(DOCUMENT SECTION begins)

Flowing liquid: In this three-dimensional device, dyes move through four channels in a basket-weave pattern. By using several alternating layers of treated paper and perforated waterproof tape, the researchers are able to direct liquids to different testing areas.

Whitesides holds up his group’s latest development: a square slightly thicker than the other samples, covered in a grid of yellow, greed, red, and blue dots. This prototype is made up of layers of patterned paper, between which are waterproof double-sided tape. By layering the squares and connecting them with tape adhesive, the group is able to channel liquid horizontally and vertically in a very small area, as detailed in this week’s Proceedings of the National Academy of Sciences.

Each square of paper–which naturally soaks up liquid in its fibers–has been treated with photoresist material, to create channels that funnel liquid to tiny wells coated with proteins or antibodies. The fluid interacts with that area of the paper and turns the well a certain color, changing hues, for example, with varying concentrations of glucose.

(DOCUMENT SECTION ends)

REQUIREMENT = Please continue the passage about the layered paper testing device, starting right after its last sentence. You can ignore the data items.

(RECORDED DATA begins)

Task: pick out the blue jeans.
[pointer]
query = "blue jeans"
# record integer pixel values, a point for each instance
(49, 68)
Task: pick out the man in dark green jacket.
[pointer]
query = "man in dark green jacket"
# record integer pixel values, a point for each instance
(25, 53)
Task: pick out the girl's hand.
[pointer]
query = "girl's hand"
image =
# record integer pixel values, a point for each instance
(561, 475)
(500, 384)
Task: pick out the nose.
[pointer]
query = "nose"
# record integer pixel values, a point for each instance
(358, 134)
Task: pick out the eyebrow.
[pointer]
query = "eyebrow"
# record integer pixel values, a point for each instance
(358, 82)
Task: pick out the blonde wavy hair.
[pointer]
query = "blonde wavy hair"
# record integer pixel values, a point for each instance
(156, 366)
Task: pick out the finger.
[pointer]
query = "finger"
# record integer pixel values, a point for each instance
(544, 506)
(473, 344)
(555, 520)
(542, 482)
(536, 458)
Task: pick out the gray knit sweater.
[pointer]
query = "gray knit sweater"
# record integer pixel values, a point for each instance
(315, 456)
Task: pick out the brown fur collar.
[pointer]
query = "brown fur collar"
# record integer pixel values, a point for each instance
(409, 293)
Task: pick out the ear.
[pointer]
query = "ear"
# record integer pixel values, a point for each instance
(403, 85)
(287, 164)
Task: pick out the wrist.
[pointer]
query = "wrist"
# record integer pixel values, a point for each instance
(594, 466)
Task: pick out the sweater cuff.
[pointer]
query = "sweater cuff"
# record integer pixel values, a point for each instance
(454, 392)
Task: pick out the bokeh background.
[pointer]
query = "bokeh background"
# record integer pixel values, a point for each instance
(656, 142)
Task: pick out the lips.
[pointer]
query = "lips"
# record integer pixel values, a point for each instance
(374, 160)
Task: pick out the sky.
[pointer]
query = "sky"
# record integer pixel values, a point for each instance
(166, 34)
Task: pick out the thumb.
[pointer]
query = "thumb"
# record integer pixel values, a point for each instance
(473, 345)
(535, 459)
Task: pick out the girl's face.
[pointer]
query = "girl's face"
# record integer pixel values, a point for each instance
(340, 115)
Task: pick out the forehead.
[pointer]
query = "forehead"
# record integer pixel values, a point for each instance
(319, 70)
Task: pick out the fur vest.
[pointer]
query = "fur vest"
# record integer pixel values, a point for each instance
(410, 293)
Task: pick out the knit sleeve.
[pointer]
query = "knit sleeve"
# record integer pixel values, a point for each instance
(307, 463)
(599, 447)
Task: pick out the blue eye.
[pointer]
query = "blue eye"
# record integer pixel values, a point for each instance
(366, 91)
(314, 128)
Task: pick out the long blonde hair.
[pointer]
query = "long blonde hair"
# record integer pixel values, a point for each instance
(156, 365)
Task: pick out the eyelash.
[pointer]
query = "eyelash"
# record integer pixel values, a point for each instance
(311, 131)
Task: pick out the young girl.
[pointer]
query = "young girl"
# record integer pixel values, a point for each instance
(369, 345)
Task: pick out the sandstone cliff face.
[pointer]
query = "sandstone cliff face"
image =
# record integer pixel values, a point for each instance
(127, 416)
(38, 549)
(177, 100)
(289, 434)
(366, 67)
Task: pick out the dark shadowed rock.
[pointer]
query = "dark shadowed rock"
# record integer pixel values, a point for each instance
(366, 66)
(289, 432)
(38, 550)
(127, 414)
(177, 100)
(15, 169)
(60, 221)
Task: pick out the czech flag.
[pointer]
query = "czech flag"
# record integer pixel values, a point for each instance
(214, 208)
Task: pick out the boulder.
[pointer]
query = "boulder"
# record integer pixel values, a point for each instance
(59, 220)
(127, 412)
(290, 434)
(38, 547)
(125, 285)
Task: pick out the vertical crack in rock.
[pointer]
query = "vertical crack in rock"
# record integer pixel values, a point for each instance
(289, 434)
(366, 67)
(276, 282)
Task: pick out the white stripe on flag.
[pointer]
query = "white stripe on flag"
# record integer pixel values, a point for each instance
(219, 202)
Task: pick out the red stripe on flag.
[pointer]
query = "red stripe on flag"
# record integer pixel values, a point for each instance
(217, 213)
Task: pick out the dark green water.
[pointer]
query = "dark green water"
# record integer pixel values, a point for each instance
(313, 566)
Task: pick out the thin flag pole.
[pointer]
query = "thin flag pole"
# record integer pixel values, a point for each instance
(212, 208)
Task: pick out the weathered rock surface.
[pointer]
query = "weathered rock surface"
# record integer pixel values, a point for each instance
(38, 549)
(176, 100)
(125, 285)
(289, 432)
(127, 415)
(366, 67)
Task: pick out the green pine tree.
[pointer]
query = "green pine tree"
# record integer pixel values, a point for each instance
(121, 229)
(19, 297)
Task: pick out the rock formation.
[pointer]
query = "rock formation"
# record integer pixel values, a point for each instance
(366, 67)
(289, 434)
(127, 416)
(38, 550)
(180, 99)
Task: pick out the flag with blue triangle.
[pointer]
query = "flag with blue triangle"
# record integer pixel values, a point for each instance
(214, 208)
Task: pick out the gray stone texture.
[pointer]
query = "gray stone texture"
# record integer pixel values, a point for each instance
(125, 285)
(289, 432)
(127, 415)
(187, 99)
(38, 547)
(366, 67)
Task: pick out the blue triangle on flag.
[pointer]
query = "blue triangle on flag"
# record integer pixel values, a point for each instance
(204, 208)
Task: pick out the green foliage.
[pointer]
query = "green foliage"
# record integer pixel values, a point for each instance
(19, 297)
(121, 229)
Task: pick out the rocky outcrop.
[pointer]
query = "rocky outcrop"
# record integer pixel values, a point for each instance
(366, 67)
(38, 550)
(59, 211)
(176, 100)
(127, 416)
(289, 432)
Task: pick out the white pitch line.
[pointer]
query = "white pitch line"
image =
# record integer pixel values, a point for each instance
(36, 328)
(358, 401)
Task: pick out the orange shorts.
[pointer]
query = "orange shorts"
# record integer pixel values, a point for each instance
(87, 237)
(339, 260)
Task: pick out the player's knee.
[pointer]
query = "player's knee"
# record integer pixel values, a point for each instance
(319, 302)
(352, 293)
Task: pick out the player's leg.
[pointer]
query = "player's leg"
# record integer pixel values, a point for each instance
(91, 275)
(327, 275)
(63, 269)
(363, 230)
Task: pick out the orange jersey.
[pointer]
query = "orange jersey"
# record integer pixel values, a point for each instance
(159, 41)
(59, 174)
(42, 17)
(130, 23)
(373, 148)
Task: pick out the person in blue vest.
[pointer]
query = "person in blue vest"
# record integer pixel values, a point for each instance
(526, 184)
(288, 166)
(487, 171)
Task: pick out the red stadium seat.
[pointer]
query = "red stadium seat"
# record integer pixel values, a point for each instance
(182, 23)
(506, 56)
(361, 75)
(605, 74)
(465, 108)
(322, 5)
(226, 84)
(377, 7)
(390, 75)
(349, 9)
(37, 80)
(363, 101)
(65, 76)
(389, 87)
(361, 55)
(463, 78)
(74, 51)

(RECORDED DATA ends)

RESPONSE TO THE EXERCISE =
“You can effectively make three-dimensional systems,” says Whitesides. “You can distribute fluid from a single point of origin to multiple points elsewhere.” Most microfluidic systems, he adds, require sophisticated piping to channel the fluid, but just by drawing water-resistant channels in the paper and using waterproof tape, the researchers have been able to control the movement of the liquid.

A sample of biological fluid is pressed onto one side of the paper chip. Photoresist channels guide the fluid to certain wells and ultimately through a tiny hole in the waterproof tape, which funnels the liquid on to the next piece of paper. This process continues for each layer of the chip, and the results appear in a dotted grid on the final layer.

Dip and test: This three-dimensional device can test four samples for four different analytes. The researchers dipped each corner of the device into artificial urine samples to detect glucose and protein. Samples move through the device into the different test zones. White to brown shows the presence of glucose, while yellow to blue indicates protein. (The first sample had neither glucose nor protein.)

According to Whitesides, “Each dot would be a different test” that could be performed using a single drop of blood serum. Currently, the researchers layer the paper and tape by hand, which Whitesides says is fairly easy to do, but they hope that eventually a device could be made to print the tape and paper.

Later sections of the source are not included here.